Tâche demandée 1 - Relevez tous les titres de singles et d'EP d'Hendrix Harris cités dans l'entretien avec le chanteur.
Tâche demandée 2 - Poursuivez l'entretien avec Hendrix Harris à partir de sa dernière phrase.

INTERVIEW

Hendrix Harris : "La musique a toujours été une thérapie, et elle continue de me sauver…"

Publié le

15 mai 2023

Avec son style dandy assumé, Hendrix Harris, chanteur franco-anglo-jamaïcain de 27 ans, est de retour avec son nouvel EP : Blue, dont la sortie est prévue le 19 mai prochain. Son éducation et son environnement : un mix de plusieurs cultures qui ont façonné sa musique. Aussi à l’aise sur des lignes de rap banger aux rythmes effrénés que sur des love songs beaucoup plus lyriques, ce compositeur autodidacte se raconte, s’écoute et se vit dans ses morceaux. Rencontre.

Hendrix Harris ©Meyabe

Vous avez sorti deux singles. "Erase my Mind" (en feat. TS Graye) en mars, et récemment, "It’s not You". Le 19 mai prochain vous sortez votre 3ème EP avec le label parisien Jazztronicz. Vous devez être impatient ?

C’est cool et je suis excité.  Ça va faire un an et demi que je n’ai pas sorti de projet. Donc ça fait plaisir de dévoiler ça. Et puis cette année c’est mon retour avec un nouveau label, un nouveau setup et j’ai d’autres choses qui sortent en fin d’année.

On travaille combien de temps pour arriver à un EP ? Vous pouvez nous parler de votre processus créatif ?

Ce sont cinq chansons qui vont sortir mais tout est fait en même temps. J’ai trois EP prêts et un album quasiment fini. Certaines chansons datent d’il y a trois ans, faites pendant le confinement, mais tout l’EP aurait pu se faire en trois semaines aussi. Sur une des chansons de Blue, le processus était un peu différent parce que j’ai composé la musique de A à Z avec Lou Berry. Mais sinon je suis chez moi, en général je trippe sur un synthé, je trouve une mélodie, je commence à chanter, je compose et j’enregistre.

J’ai vu que vous jouiez du piano. Vous avez eu une formation musicale ? Comment en êtes-vous arrivé au chant ?

Depuis que j’ai 12 ans, je compose des chansons, et depuis toujours, je chante ! Je n’ai jamais pris de cours. Je viens du rap à la base et je rappais juste sur des instrus. Et puis quand j’étais chez mon père à Paris, il y a 6-7 ans, il y avait un piano. Un jour, je m’ennuyais et j’ai commencé à y jouer. J’ai appris les bases tout seul, juste pour pouvoir jouer des accords. C’est à partir de ce moment-là que j’ai démarré à produire tout seul. Mais sinon je ne jouais aucun instrument, je composais toujours avec des producteurs, je n’étais pas complètement libre.

Enregistrements -

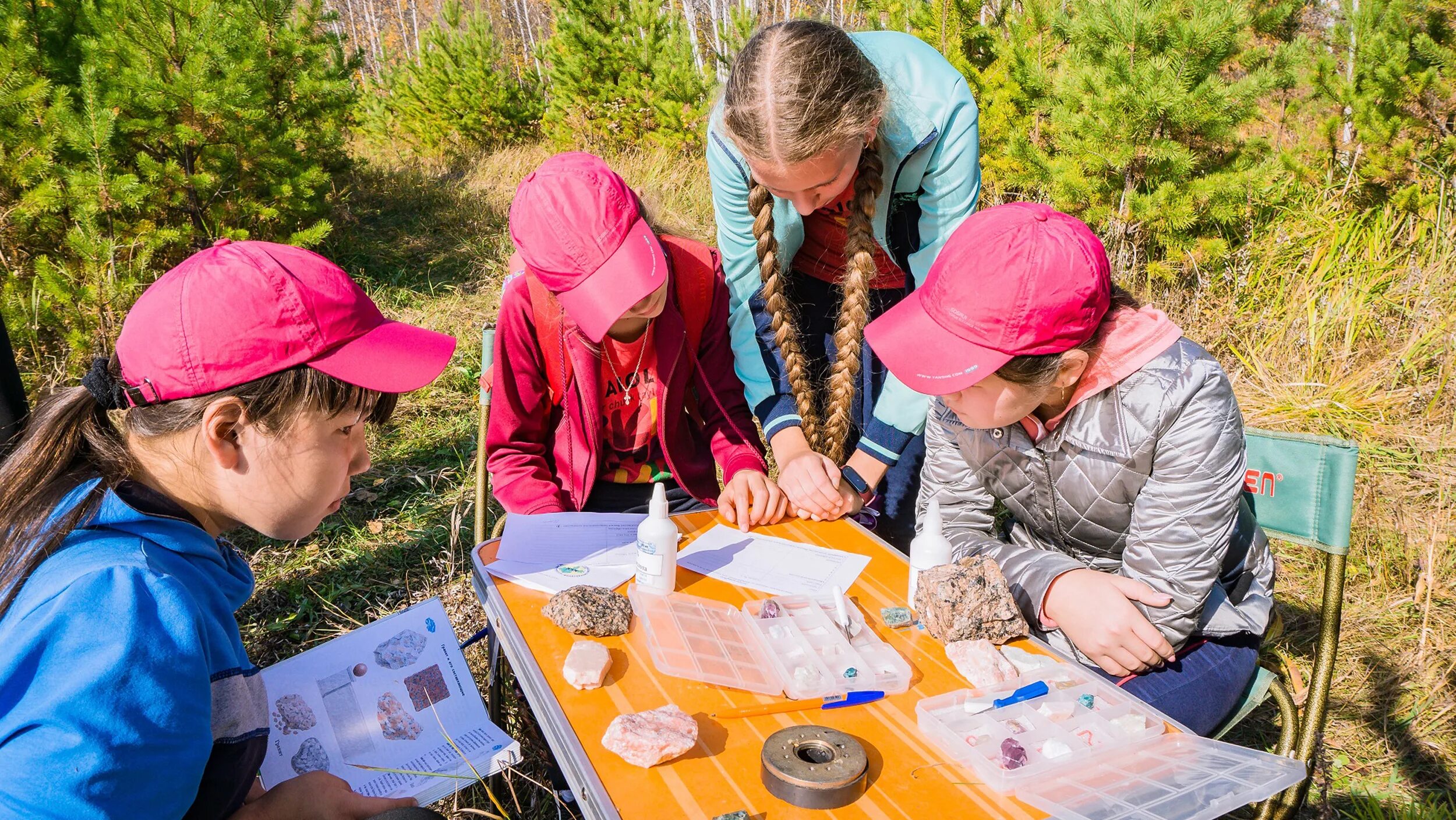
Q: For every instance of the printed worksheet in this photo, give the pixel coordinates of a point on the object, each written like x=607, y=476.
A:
x=775, y=565
x=391, y=708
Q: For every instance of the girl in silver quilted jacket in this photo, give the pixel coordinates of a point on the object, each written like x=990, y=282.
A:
x=1114, y=445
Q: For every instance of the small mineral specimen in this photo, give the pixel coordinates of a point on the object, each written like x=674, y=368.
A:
x=967, y=600
x=293, y=714
x=1056, y=711
x=310, y=758
x=979, y=662
x=896, y=617
x=590, y=611
x=401, y=650
x=647, y=739
x=1055, y=749
x=1014, y=755
x=1130, y=723
x=587, y=663
x=1026, y=662
x=394, y=720
x=427, y=687
x=1018, y=726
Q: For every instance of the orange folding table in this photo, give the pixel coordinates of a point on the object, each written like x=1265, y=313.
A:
x=907, y=780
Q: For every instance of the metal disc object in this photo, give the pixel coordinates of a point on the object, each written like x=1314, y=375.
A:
x=814, y=766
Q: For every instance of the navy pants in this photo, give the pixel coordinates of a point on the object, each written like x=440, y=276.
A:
x=817, y=305
x=1203, y=687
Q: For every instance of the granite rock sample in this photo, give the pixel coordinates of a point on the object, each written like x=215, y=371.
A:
x=310, y=758
x=590, y=611
x=967, y=600
x=979, y=662
x=401, y=650
x=647, y=739
x=587, y=663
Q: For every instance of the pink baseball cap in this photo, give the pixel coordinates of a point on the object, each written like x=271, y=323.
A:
x=1014, y=280
x=242, y=310
x=581, y=234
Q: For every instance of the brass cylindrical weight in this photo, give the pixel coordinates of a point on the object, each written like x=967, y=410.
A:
x=814, y=766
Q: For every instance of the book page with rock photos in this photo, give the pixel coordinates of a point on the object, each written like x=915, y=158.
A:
x=389, y=695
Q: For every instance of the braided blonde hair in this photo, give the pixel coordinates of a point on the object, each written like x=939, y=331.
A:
x=796, y=91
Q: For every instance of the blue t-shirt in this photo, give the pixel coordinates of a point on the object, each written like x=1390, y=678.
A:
x=124, y=685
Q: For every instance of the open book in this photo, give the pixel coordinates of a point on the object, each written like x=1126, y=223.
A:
x=389, y=707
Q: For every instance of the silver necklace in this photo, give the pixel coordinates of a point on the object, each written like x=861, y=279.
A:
x=627, y=397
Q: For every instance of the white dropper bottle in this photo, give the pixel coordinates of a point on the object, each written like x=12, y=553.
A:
x=657, y=547
x=930, y=548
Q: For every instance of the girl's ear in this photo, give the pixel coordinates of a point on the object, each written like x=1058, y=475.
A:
x=1070, y=369
x=219, y=430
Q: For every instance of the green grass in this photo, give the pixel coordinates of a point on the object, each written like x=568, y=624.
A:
x=1333, y=325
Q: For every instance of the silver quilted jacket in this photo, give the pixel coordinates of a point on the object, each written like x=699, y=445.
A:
x=1143, y=480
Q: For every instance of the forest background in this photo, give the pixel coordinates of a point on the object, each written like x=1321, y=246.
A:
x=1277, y=175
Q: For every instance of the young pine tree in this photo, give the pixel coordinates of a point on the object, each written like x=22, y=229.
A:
x=621, y=73
x=1143, y=139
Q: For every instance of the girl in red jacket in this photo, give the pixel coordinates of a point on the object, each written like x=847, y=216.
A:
x=613, y=369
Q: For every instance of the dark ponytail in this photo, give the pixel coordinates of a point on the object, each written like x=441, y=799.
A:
x=72, y=437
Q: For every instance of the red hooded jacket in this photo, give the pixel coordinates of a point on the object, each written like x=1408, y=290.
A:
x=545, y=458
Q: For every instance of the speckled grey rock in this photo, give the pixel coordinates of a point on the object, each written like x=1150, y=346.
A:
x=590, y=611
x=967, y=600
x=310, y=758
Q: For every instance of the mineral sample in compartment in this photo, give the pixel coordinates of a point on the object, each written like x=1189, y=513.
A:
x=310, y=758
x=427, y=687
x=587, y=663
x=394, y=720
x=967, y=600
x=590, y=611
x=647, y=739
x=896, y=617
x=979, y=662
x=293, y=714
x=1014, y=755
x=401, y=650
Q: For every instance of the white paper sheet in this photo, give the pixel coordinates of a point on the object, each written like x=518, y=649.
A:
x=552, y=580
x=327, y=702
x=566, y=538
x=771, y=564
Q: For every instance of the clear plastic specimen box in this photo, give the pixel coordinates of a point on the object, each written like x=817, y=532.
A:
x=1093, y=752
x=803, y=653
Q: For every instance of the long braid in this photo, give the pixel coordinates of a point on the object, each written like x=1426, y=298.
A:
x=854, y=312
x=785, y=325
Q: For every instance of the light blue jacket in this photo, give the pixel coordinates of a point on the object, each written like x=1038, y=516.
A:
x=124, y=687
x=930, y=143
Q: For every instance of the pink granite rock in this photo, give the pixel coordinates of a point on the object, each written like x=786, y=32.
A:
x=979, y=662
x=587, y=663
x=967, y=600
x=647, y=739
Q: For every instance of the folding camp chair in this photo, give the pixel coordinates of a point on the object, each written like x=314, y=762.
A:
x=1302, y=490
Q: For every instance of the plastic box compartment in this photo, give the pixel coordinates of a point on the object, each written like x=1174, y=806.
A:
x=1111, y=761
x=801, y=655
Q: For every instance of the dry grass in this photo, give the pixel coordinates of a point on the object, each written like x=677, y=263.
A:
x=1335, y=325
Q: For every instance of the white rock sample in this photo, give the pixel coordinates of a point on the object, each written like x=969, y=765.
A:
x=587, y=663
x=979, y=662
x=647, y=739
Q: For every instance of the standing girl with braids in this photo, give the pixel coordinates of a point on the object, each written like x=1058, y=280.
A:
x=238, y=397
x=839, y=164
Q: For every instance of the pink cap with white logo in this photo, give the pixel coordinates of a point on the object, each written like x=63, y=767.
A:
x=1014, y=280
x=242, y=310
x=581, y=234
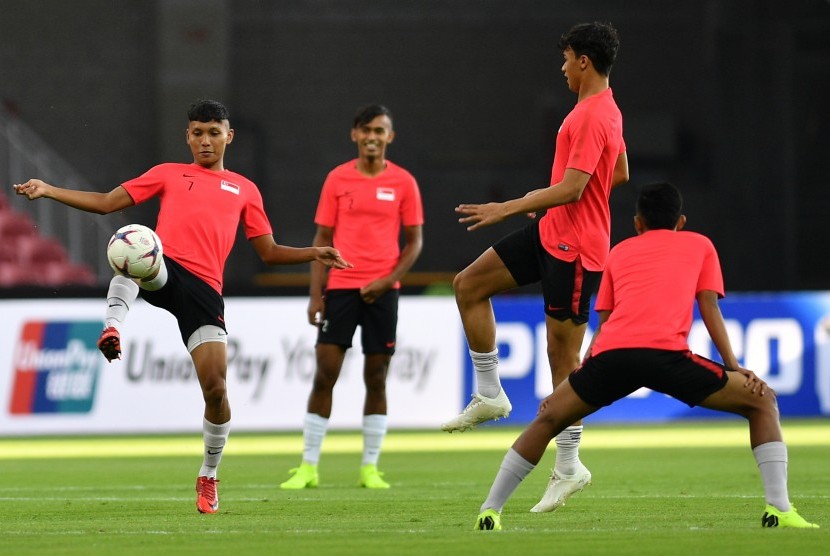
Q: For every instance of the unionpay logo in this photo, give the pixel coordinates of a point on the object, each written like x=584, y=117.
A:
x=56, y=367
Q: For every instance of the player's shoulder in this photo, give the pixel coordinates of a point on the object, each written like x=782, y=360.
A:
x=237, y=177
x=399, y=172
x=696, y=238
x=343, y=169
x=168, y=167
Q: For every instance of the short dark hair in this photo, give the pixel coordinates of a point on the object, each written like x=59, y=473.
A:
x=598, y=41
x=206, y=110
x=660, y=205
x=369, y=113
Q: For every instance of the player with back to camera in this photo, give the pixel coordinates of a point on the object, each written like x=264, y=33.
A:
x=565, y=249
x=364, y=205
x=201, y=207
x=645, y=305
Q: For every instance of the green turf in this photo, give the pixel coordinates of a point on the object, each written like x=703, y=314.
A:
x=99, y=495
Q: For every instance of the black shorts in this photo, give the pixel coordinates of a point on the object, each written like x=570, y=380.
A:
x=566, y=286
x=345, y=310
x=188, y=298
x=614, y=374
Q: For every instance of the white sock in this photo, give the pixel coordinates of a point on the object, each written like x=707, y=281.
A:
x=215, y=437
x=487, y=372
x=772, y=462
x=567, y=449
x=314, y=431
x=514, y=468
x=120, y=297
x=374, y=431
x=158, y=282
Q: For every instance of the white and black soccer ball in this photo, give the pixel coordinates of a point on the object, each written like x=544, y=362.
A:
x=134, y=251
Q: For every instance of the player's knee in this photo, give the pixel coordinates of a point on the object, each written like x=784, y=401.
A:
x=323, y=382
x=214, y=391
x=461, y=285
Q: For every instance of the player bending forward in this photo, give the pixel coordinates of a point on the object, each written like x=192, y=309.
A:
x=201, y=207
x=645, y=303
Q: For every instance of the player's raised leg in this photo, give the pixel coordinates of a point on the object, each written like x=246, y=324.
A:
x=121, y=294
x=474, y=286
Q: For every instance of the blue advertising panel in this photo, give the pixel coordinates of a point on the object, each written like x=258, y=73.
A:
x=783, y=337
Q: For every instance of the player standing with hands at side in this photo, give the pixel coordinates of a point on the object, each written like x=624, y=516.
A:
x=364, y=205
x=645, y=303
x=202, y=205
x=565, y=249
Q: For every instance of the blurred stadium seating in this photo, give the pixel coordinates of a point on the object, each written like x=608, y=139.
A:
x=28, y=258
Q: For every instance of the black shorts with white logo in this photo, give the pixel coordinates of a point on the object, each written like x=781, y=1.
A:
x=345, y=310
x=566, y=286
x=188, y=298
x=612, y=375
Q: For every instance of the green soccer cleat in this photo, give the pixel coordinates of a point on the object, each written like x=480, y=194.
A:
x=370, y=477
x=305, y=476
x=773, y=517
x=488, y=520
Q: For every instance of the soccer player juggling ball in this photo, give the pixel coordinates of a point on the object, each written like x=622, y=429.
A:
x=645, y=303
x=202, y=205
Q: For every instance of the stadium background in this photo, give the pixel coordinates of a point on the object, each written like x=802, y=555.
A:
x=724, y=98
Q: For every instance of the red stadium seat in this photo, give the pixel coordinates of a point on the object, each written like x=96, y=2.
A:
x=14, y=225
x=13, y=274
x=65, y=274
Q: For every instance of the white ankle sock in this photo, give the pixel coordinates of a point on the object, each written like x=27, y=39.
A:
x=487, y=372
x=215, y=436
x=772, y=462
x=120, y=297
x=567, y=449
x=314, y=431
x=514, y=468
x=374, y=431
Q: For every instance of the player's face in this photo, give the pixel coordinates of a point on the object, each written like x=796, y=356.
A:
x=372, y=138
x=207, y=141
x=572, y=69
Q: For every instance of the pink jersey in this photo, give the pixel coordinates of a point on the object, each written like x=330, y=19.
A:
x=590, y=140
x=200, y=213
x=650, y=284
x=367, y=214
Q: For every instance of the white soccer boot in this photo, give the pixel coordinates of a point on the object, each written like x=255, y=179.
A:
x=561, y=487
x=479, y=410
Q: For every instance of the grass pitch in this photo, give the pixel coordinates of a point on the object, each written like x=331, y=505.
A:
x=676, y=488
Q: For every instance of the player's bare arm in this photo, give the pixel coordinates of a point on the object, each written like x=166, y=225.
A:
x=409, y=254
x=272, y=253
x=89, y=201
x=317, y=285
x=712, y=317
x=620, y=175
x=569, y=190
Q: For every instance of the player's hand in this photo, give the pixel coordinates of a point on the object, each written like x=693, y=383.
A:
x=481, y=215
x=316, y=307
x=33, y=189
x=372, y=291
x=330, y=257
x=753, y=382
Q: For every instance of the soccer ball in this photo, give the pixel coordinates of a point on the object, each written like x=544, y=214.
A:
x=134, y=251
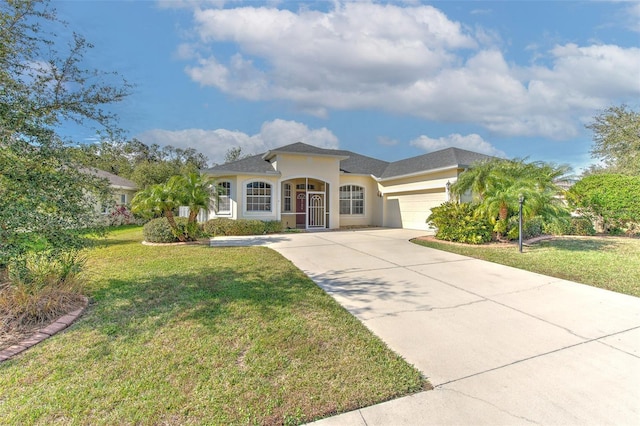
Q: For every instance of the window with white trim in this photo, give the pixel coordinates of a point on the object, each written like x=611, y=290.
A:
x=287, y=197
x=258, y=197
x=223, y=200
x=351, y=199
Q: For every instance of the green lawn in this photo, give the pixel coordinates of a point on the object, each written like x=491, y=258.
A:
x=200, y=335
x=606, y=262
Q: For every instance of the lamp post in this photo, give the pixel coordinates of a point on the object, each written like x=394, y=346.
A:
x=520, y=200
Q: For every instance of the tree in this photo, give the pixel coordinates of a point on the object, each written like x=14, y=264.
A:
x=497, y=185
x=44, y=198
x=234, y=154
x=143, y=164
x=193, y=190
x=616, y=137
x=161, y=199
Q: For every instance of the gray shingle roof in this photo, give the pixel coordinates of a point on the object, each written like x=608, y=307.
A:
x=449, y=157
x=356, y=163
x=254, y=164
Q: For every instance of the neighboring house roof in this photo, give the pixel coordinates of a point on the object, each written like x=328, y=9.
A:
x=351, y=162
x=114, y=180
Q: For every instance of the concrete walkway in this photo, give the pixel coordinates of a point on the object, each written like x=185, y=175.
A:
x=500, y=345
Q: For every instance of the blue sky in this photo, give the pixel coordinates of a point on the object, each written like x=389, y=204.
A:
x=386, y=79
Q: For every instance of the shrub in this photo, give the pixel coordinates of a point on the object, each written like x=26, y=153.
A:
x=39, y=288
x=228, y=227
x=581, y=226
x=610, y=199
x=120, y=215
x=159, y=231
x=561, y=226
x=459, y=222
x=531, y=228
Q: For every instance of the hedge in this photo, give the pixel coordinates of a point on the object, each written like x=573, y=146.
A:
x=229, y=227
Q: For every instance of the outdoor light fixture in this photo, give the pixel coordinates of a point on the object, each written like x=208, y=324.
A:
x=520, y=200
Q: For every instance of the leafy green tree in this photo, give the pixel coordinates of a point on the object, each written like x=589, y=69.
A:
x=145, y=165
x=498, y=184
x=234, y=154
x=196, y=191
x=616, y=137
x=44, y=197
x=610, y=200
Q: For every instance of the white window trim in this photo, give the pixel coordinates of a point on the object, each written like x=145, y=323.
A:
x=245, y=210
x=364, y=200
x=225, y=212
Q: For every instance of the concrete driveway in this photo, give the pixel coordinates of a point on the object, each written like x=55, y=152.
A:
x=500, y=345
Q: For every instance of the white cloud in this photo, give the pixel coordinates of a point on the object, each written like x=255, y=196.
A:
x=215, y=143
x=386, y=141
x=471, y=142
x=410, y=60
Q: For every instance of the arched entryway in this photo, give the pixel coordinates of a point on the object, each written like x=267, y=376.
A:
x=305, y=203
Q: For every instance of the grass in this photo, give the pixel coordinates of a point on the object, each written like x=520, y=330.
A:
x=612, y=263
x=199, y=335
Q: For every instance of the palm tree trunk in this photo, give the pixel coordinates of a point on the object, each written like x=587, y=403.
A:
x=172, y=222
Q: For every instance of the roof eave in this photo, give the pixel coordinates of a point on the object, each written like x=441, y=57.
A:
x=422, y=172
x=236, y=172
x=270, y=154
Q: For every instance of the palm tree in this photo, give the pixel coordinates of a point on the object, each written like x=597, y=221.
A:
x=498, y=184
x=194, y=190
x=159, y=199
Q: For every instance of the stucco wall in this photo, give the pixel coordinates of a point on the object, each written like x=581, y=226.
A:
x=373, y=204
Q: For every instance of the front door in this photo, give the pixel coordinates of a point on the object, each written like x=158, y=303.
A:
x=301, y=210
x=316, y=210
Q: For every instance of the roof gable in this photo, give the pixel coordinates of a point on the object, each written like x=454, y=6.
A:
x=445, y=158
x=351, y=162
x=254, y=164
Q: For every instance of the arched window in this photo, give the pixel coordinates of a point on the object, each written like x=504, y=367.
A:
x=351, y=199
x=258, y=197
x=223, y=201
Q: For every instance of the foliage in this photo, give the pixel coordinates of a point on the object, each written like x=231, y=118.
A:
x=460, y=222
x=616, y=136
x=118, y=216
x=160, y=231
x=531, y=228
x=234, y=154
x=193, y=190
x=45, y=201
x=610, y=200
x=146, y=165
x=41, y=288
x=228, y=227
x=498, y=184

Résultat final 1 -
- "Erase my Mind"
- "It's not You"
- Blue

Résultat final 2 -
"Je suis libre, je ne me mets aucune contrainte pour faire plaisir à telle ou telle maison de disque."

Avec un père français, une mère americano-jamaïcaine, ça fait un bon mix de cultures linguistiques. Vous vous sentez plus proche d’une langue ou d’un pays en particulier ?

Je suis né à Paris et j’ai rapidement déménagé à Cuba. Je suis rentré à 6 ans à Paris, j’y suis resté quinze ans et ensuite j’étais entre Paris et Londres. Ça fait un bon mix effectivement [Rires]. Mais je me sens plus proche de la culture anglo-saxonne. Je ne me suis jamais identifié à la France culturellement et musicalement.

Vous chantez très rarement en espagnol. Seulement sur les titres "Should I" et" Caliente En El Frio" sur lesquels vous faites des "backing vocals" dans cette langue. Mais sinon vous chantez toujours en anglais alors que vous avez quand même grandi majoritairement en France. A quand des chansons françaises ?

Pour moi, l’anglais est ma langue maternelle. Ma mère me parle anglais depuis que je suis tout petit. Je pense que je parle mieux français mais j’écris mieux en anglais. Je n’ai aucun intérêt à chanter en français et ça n’arrivera pas. En fait, je n’ai jamais écouté de musique en français sauf, peut-être, Barbara, Serge Gainsbourg et Jacques Brel, qui est belge mais francophone. On fait des choses par rapport à ce qu’on a entendu. Ma mère déteste la musique française. Elle est anglo-jamaïcaine et en France ça groove pas assez ! [Rires]. Je ne regarde pas de films français, je ne suis pas du tout attaché à la culture française. Même quand j’étais en France, autour de moi on écoutait The Libertines, Babyshambles et tout le monde portait des skinny jeans !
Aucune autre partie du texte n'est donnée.